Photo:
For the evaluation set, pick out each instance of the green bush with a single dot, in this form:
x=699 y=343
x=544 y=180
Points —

################

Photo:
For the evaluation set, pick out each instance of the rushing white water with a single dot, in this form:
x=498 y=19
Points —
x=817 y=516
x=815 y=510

################

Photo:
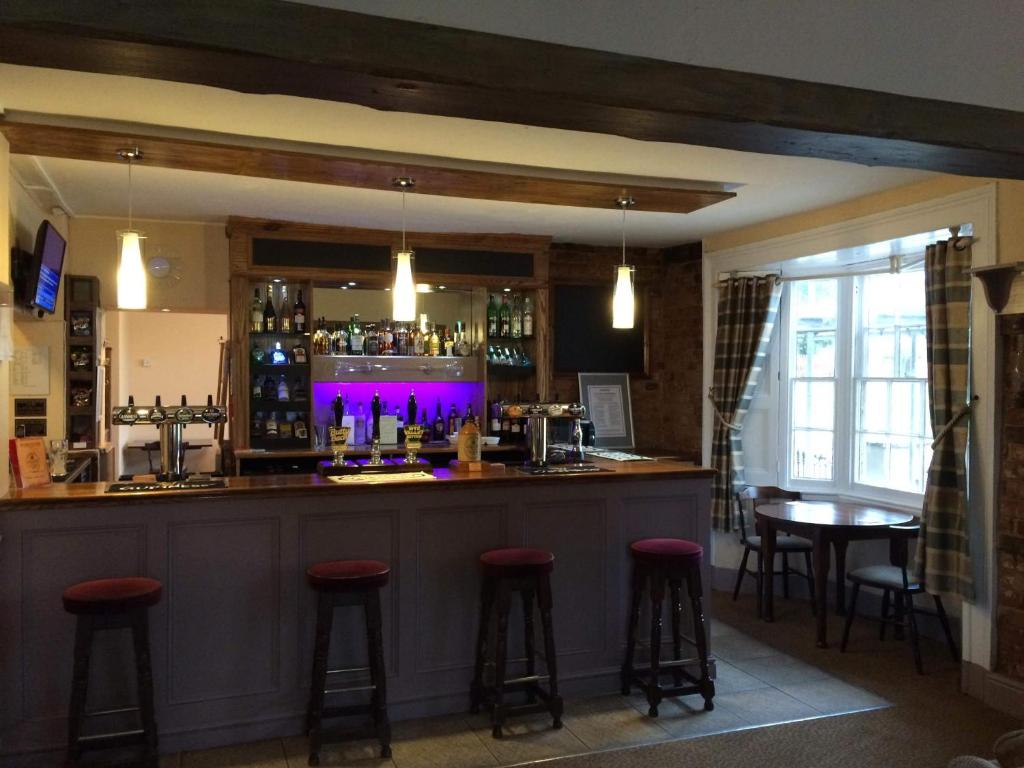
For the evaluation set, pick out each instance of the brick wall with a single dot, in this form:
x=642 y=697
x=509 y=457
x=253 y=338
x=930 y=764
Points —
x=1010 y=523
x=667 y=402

################

TASK STATEMENT: Identify every line in the rows above that contains the word "evaluation", matching case exactly, and copy each such line.

EXERCISE OUTPUT:
For the evaluation set, pick out each instance of the green bush with a single dot, in this form:
For the evaluation set, pick out each instance of the rushing white water with a single dot, in this form:
For the evaluation set, pick out each instance of the brick wall with a single dot, in this form:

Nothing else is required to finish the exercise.